------ Entries supplied

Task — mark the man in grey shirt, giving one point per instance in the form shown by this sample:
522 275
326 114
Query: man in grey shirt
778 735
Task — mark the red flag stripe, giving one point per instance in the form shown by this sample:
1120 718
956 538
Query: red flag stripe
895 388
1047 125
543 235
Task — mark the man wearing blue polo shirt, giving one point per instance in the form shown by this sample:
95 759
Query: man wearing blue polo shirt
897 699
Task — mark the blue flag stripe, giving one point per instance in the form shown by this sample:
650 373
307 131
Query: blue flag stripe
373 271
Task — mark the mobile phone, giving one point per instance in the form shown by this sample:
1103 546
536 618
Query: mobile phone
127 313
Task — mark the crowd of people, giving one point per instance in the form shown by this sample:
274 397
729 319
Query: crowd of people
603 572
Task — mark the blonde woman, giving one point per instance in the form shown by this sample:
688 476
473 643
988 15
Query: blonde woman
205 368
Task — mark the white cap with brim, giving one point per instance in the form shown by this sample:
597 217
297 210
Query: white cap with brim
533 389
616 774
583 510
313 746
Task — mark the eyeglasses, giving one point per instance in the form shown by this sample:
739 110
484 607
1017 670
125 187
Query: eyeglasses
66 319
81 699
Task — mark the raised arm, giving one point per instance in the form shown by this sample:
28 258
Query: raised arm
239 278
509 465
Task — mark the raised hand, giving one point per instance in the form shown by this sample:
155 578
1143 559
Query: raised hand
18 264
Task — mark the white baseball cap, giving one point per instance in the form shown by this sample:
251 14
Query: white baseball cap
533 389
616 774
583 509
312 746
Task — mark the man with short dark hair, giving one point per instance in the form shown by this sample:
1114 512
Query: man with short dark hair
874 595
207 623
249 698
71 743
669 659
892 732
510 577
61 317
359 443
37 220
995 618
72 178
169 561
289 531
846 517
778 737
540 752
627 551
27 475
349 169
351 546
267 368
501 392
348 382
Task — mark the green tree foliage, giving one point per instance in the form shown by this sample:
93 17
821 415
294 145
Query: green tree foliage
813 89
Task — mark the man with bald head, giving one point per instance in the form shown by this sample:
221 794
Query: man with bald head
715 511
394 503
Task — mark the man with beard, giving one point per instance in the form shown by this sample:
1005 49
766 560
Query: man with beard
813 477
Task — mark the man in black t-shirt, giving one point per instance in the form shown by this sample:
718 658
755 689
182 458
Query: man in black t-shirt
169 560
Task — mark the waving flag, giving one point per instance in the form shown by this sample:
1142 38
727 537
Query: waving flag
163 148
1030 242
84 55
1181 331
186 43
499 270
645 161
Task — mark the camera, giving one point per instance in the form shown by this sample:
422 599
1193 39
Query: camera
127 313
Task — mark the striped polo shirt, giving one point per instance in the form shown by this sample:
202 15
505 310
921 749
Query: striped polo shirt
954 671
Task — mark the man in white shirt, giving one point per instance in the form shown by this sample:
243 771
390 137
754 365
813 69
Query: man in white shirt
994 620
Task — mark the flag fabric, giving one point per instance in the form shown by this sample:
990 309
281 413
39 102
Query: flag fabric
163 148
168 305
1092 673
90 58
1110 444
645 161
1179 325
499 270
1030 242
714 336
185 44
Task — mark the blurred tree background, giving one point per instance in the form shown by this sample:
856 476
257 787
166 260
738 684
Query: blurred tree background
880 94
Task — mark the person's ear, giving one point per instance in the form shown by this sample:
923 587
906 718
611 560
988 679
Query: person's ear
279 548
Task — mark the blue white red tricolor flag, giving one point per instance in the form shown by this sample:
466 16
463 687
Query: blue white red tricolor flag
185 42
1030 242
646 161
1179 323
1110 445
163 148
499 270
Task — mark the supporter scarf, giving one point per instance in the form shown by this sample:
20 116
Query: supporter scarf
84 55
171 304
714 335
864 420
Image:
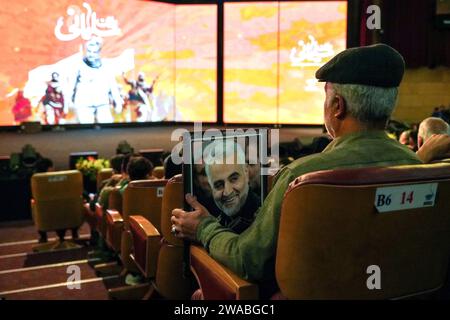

------------

▸ What to work on
Could you restate the material word for word, skipping any pictures it holds?

▸ Answer to the problem
Task — mark the man in grey shirt, giving one point per instance in the form shown by this sample:
522 275
326 114
Query: man in grey shirt
778 735
Task — mark the red flag stripe, giving one point per instance in the form shown by this sample:
1120 718
956 538
Query: red flag stripe
895 388
1047 125
543 235
Task — mark the man wearing blue polo shirt, giving one point per instance in the form shown by this sample:
95 759
Query: man wearing blue polo shirt
897 699
Task — mark the blue flag stripe, giving one point per instance in the form shown by this sample:
650 373
307 131
Query: blue flag stripe
373 271
Task — mark the mobile phone, giving one point per instance in the form shown by this sample:
1103 546
536 618
Query: mobile phone
127 313
Task — mark the crowd of people, giving one point per instance in the form shown by this sample:
274 397
729 319
Query: crowd of people
603 572
Task — mark the blonde woman, giving one point per instance in the form shown by this sample:
688 476
473 643
988 15
Query: blonde woman
205 368
Task — mark the white cap with brim, giving one point per instance in the form shown by this sample:
597 217
297 210
Query: white cap with brim
533 389
616 774
583 510
313 746
Task — mark the eyeglasses, giving one point per instance in the form shown by this sample:
739 110
484 607
1017 670
125 187
Query: eyeglasses
66 319
81 699
Task — mark the raised arm, giving one point per instance in the form shown by this sample:
28 258
Query: raised arm
239 278
509 465
Task — mark the raised hand, giving one point per instance in the form shown by this sample:
155 578
1143 559
Query: raised hand
18 264
Task — mark the white baseball cap, giving one point per instance in the form shown by this sample:
251 14
Query: white baseball cap
533 389
616 774
583 509
312 746
Task — mark the man with short dark hair, giving one point per instance in the form shown by this sample:
1114 512
Query: man with short dark hair
874 595
207 623
249 698
71 743
669 659
892 732
510 577
61 317
359 443
37 220
995 618
72 178
169 561
289 531
846 517
778 737
540 752
627 551
27 475
349 169
351 546
267 368
501 392
348 382
Task — mark the green tree foliage, giving one point per instance in the form shown by this sample:
93 17
821 415
294 145
Query: green tree foliage
813 89
Task — mark the man with bald head, giving one point per instance in the form shown by this sample:
221 794
Query: man with bald head
715 511
394 503
Task — mark the man with beard, giving one point per instance in the form shown by this sample:
1005 49
766 560
Query: man with beard
813 477
Task — mark the man in black t-shirt, giving one point per instance in the form shown by this sample:
718 658
755 689
182 458
Query: man in black t-shirt
169 560
Task — mark the waving flag, giving one point per instance in the form shown by this sample:
1142 38
727 537
Query: waving flag
163 148
1030 242
84 55
1181 331
186 43
499 270
645 161
Task — mark the camera, giving one point per instance in the form shown by this sample:
422 599
1193 39
Query: camera
127 313
Task — mark the striped polo shirt, giving one point per instance in the form shown by this sample:
202 15
505 310
921 749
Query: striped polo shirt
954 671
Task — mark the man in white shirt, giving one point per instance in the form shown by this sample:
243 771
390 137
754 365
813 69
Query: man in white shirt
994 620
Task — mark the flag fabric, giving one point per instance in the form shown by this sample:
990 309
281 413
39 102
Query: flag fabric
163 148
168 305
1092 673
90 58
1110 444
645 161
1179 325
499 270
1030 242
714 336
185 44
Task — mark the blurred tree background, giving one point per instance in the form shown by this sample:
856 476
257 787
166 260
738 684
Query: blurred tree background
880 94
Task — mark the person's ear, giving one point per instance in the form shown by this sample:
923 587
906 718
611 560
988 679
Query: person's ear
279 548
Task — mark the blue white red tricolor flag, giving one point per instance in the form shown by this sample:
466 16
463 687
Query: blue white red tricolor flag
185 42
1030 242
646 161
1179 323
1110 445
163 148
499 270
Task — mark the supporter scarf, giving one point per instance in the form shown by this sample:
20 116
Query: supporter scarf
84 55
171 304
714 335
864 420
Image:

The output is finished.